*** RECORDS PROVIDED Section Begins ***

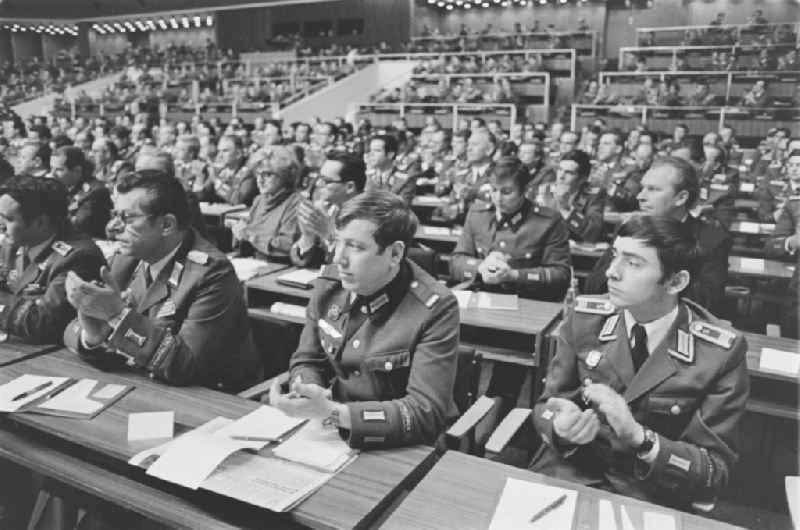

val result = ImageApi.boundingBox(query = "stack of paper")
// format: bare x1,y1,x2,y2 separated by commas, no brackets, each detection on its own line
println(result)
38,379,103,415
474,292,519,311
760,347,800,376
214,406,305,449
0,375,69,412
488,478,577,530
270,302,307,319
273,419,355,472
230,258,270,281
738,257,765,272
277,268,321,289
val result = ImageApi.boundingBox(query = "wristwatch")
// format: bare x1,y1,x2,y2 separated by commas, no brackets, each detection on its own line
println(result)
636,426,657,457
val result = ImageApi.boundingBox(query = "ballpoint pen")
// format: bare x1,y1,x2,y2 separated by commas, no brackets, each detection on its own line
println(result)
529,493,567,524
11,381,53,402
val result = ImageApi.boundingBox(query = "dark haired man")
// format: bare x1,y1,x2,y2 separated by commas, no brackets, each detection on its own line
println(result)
0,176,104,343
531,215,749,509
212,134,258,207
50,146,112,239
365,133,416,205
585,157,731,315
271,190,460,448
15,140,51,178
291,151,366,268
63,171,261,391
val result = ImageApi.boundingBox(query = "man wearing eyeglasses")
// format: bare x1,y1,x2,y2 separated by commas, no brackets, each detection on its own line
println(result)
0,176,105,344
291,152,366,268
63,170,261,392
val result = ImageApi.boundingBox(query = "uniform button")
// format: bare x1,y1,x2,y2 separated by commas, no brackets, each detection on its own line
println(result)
352,339,361,349
384,361,393,370
499,241,506,248
670,404,681,415
410,281,419,288
353,370,361,377
217,382,224,389
583,377,592,386
360,306,368,314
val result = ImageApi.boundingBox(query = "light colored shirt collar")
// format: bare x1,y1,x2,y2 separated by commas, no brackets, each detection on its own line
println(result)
623,305,680,355
27,235,56,262
146,242,182,282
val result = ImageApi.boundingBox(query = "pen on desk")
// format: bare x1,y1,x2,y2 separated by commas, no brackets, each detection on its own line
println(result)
529,493,567,524
230,435,281,443
11,382,53,402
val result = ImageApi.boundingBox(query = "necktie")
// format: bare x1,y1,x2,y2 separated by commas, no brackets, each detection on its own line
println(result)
630,323,648,372
144,264,153,288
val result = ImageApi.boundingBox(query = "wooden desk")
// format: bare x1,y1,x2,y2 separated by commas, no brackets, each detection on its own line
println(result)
728,256,795,280
245,268,563,367
743,333,800,421
415,225,460,246
198,203,247,226
0,347,437,529
381,451,743,530
730,221,776,236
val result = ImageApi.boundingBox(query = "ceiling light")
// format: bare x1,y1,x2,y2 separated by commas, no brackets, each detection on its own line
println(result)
181,17,190,28
170,17,178,29
206,16,213,26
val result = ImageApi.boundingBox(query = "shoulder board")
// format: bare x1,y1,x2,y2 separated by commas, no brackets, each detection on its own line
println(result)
575,296,616,315
408,274,440,309
51,241,73,257
789,195,800,201
186,250,209,265
82,182,91,193
689,321,736,349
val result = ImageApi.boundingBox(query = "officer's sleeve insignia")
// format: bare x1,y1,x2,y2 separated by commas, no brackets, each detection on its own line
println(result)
187,250,209,265
689,321,735,349
575,296,615,315
51,241,73,257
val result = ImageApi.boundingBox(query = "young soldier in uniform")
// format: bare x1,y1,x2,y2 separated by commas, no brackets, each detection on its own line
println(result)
63,171,261,392
588,130,628,190
696,139,738,229
291,152,366,268
50,146,113,239
585,157,731,315
756,149,800,223
450,155,571,300
271,191,460,448
365,133,417,206
0,176,105,344
531,215,749,509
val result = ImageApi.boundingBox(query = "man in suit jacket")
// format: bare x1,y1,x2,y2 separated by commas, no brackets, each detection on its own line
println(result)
0,176,105,344
63,171,261,392
51,146,113,239
272,191,460,448
532,215,749,509
584,157,731,315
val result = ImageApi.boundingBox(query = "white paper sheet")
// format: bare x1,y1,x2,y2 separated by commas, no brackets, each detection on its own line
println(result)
488,478,577,530
273,419,355,472
129,417,231,466
475,292,519,311
229,257,270,281
620,505,636,530
277,268,321,287
598,500,618,530
760,347,800,376
0,375,69,412
738,257,765,272
214,406,305,449
128,411,175,441
739,182,755,193
421,226,451,236
202,452,333,512
451,289,474,309
737,222,760,234
145,431,250,489
644,511,677,530
93,383,127,400
39,379,103,414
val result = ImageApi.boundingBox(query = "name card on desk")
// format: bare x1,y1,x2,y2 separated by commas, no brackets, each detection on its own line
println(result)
738,257,765,272
128,411,174,441
488,478,577,530
276,268,321,289
422,226,452,236
737,222,761,234
740,182,755,193
760,347,800,376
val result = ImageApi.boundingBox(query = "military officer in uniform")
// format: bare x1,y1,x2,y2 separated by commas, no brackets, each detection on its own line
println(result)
110,125,139,165
588,130,629,190
63,170,261,391
271,191,460,448
606,143,650,213
0,176,105,344
756,149,800,223
535,150,606,244
365,133,417,206
50,146,113,239
290,152,366,268
450,156,571,301
436,128,496,225
531,215,749,509
210,134,258,207
585,157,731,315
696,141,738,229
173,134,211,197
763,149,800,338
519,138,556,202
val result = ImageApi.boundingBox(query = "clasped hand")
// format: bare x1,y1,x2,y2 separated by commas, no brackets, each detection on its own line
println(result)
65,266,125,345
270,376,335,420
478,251,513,284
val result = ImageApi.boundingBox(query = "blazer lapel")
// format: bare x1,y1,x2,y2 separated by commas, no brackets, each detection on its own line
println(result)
623,305,685,404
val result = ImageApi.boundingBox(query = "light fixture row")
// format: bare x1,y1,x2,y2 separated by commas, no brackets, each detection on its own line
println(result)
1,15,214,36
3,23,79,35
425,0,588,8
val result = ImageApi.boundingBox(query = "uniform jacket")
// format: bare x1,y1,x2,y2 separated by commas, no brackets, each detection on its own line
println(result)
588,157,628,189
290,260,460,449
764,196,800,337
365,165,417,206
537,183,607,244
523,162,557,204
585,215,731,315
68,179,113,239
697,164,738,229
0,231,105,344
436,161,494,225
450,199,571,300
242,190,300,262
755,180,797,223
212,163,258,207
605,165,644,213
175,159,211,196
64,229,261,392
531,296,749,509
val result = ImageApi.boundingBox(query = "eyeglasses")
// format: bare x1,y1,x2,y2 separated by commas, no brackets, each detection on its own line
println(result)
110,210,152,225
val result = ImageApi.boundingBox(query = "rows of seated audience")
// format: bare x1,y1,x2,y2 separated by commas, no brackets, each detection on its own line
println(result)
372,77,518,105
622,44,799,72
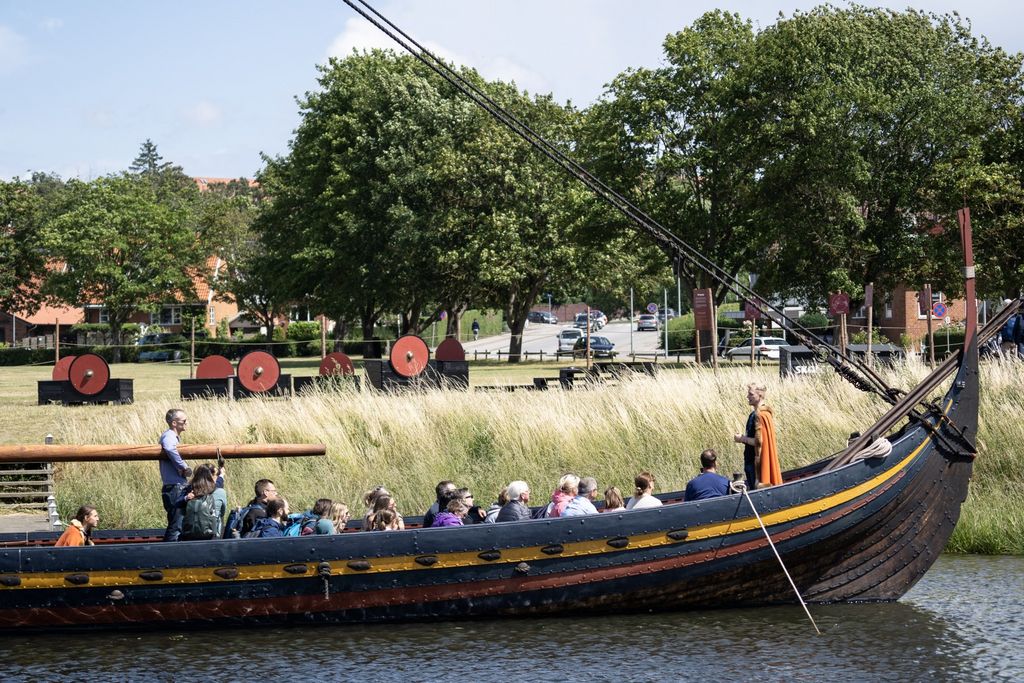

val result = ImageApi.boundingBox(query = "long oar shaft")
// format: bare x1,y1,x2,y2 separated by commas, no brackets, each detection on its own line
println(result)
0,444,326,463
741,487,821,635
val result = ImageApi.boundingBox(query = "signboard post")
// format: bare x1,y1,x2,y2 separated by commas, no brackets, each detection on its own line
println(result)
693,288,714,365
829,292,851,357
923,284,935,370
743,299,763,368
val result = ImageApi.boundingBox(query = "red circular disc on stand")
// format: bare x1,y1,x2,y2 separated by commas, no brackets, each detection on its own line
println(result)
390,335,429,378
68,353,110,395
52,355,75,381
319,352,355,376
196,355,235,380
434,337,465,362
237,351,281,393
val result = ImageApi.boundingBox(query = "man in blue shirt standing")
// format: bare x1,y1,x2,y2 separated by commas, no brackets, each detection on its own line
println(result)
160,408,193,541
684,449,731,502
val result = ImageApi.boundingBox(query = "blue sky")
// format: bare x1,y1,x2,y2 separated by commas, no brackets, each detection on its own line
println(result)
2,1,1020,181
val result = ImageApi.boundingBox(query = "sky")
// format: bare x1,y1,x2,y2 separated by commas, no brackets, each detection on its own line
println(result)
2,1,1022,181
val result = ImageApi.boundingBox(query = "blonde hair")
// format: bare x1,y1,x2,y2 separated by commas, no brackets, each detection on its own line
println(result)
747,382,767,397
557,473,580,495
329,502,350,533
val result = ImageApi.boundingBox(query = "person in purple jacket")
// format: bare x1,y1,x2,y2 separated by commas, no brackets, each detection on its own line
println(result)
431,499,469,527
160,408,193,542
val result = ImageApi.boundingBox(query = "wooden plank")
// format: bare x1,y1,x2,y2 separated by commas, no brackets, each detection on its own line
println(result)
0,443,327,463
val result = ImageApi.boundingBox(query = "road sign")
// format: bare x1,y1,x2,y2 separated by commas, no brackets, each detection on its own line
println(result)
646,302,658,314
932,302,947,318
829,292,851,316
744,300,762,320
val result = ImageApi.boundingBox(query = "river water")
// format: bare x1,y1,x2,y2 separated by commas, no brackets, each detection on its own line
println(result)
2,555,1021,682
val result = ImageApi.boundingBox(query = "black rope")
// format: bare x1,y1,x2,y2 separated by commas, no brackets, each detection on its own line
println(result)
342,0,904,403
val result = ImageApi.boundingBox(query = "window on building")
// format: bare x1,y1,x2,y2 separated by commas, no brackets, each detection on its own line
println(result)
159,306,182,326
884,296,893,319
208,306,216,325
290,306,313,322
98,308,109,324
852,304,867,319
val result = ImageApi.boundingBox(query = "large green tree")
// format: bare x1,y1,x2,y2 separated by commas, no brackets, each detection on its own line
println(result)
42,174,206,360
0,179,45,315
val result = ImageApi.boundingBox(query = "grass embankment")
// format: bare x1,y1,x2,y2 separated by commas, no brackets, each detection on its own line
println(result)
0,357,1021,553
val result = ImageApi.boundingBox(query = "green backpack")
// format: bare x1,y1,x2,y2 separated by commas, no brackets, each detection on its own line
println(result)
181,494,222,540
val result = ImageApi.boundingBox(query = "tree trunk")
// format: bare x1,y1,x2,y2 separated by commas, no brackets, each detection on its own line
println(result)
331,318,349,352
109,319,123,363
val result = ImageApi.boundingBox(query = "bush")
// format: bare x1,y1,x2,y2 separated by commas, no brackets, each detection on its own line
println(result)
287,321,321,342
923,328,966,358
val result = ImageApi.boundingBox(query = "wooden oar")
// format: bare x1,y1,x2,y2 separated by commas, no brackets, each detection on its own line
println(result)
0,444,326,463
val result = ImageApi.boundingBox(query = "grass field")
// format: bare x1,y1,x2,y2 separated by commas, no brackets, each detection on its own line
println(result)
1,355,1022,553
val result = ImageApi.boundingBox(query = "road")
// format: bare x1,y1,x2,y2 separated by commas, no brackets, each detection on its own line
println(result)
459,319,665,359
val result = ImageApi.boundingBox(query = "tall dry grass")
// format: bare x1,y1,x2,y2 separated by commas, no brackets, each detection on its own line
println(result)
12,358,1024,553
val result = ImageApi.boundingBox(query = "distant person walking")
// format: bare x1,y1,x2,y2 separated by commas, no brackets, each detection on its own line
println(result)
160,408,193,542
472,319,480,341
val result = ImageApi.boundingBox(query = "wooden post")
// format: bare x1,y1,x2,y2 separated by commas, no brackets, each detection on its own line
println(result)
711,303,719,371
320,315,327,358
586,305,591,370
190,318,196,379
839,313,848,358
750,321,756,369
54,319,60,365
924,283,935,370
865,282,874,369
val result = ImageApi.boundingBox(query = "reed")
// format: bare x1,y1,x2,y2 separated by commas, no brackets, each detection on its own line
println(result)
3,358,1022,553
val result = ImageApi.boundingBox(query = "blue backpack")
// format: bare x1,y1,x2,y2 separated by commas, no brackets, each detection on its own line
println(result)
284,512,319,537
223,503,263,539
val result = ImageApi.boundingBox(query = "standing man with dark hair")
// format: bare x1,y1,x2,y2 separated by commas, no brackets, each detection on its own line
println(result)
160,408,192,542
684,449,731,501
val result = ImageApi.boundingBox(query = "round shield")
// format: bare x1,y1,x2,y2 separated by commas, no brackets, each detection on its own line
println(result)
52,355,75,382
319,352,355,377
434,337,465,362
196,355,235,380
68,353,110,396
237,351,281,393
390,335,429,378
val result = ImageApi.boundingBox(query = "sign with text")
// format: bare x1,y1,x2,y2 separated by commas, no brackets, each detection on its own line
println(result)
744,299,763,320
693,288,714,331
829,292,851,316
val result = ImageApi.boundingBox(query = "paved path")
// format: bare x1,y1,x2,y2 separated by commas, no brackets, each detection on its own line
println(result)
460,320,667,359
0,512,53,534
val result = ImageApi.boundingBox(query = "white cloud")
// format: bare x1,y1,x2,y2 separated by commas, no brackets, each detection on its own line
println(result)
40,18,63,32
325,18,547,93
182,100,222,127
0,25,28,74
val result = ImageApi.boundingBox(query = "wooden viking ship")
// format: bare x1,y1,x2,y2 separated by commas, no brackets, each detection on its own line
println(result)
0,0,1004,631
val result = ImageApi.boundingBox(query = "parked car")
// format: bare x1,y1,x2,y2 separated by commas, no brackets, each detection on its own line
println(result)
637,314,659,331
573,335,616,359
725,336,789,361
657,308,677,324
557,328,583,352
590,310,608,329
137,333,184,362
573,313,595,330
528,310,559,324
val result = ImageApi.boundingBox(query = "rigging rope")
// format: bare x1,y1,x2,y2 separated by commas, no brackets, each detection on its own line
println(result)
340,0,903,405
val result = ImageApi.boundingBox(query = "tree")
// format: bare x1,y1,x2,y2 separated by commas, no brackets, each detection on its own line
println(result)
129,139,198,204
42,175,206,361
0,178,45,314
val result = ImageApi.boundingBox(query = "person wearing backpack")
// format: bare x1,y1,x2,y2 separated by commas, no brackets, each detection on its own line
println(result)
176,463,227,541
284,498,335,537
249,498,290,538
225,479,278,539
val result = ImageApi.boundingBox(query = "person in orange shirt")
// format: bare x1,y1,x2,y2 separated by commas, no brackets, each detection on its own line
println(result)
54,505,99,547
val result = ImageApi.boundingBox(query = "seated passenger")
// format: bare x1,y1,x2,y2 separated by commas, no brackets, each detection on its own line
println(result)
544,473,579,518
423,480,456,529
250,498,290,538
366,494,405,531
563,477,599,517
236,479,278,538
484,487,508,524
54,505,99,547
328,502,350,534
626,472,663,510
292,498,335,535
457,487,486,524
432,498,469,527
684,449,731,502
369,509,401,531
496,481,532,522
602,486,625,512
361,486,391,528
177,463,228,541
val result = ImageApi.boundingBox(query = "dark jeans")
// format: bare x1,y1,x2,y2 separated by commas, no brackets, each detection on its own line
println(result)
161,483,186,542
744,464,757,492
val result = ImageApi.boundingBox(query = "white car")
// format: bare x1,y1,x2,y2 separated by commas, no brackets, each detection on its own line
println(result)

*** RECORDS PROVIDED Section Ends ***

Working from the entries above, filter out every line that lacks "with" and copy what remains.

val result = ImageApi.boundingBox(query = "standing man with dark hair")
val result = ImageApi.boundingBox(query = "sign with text")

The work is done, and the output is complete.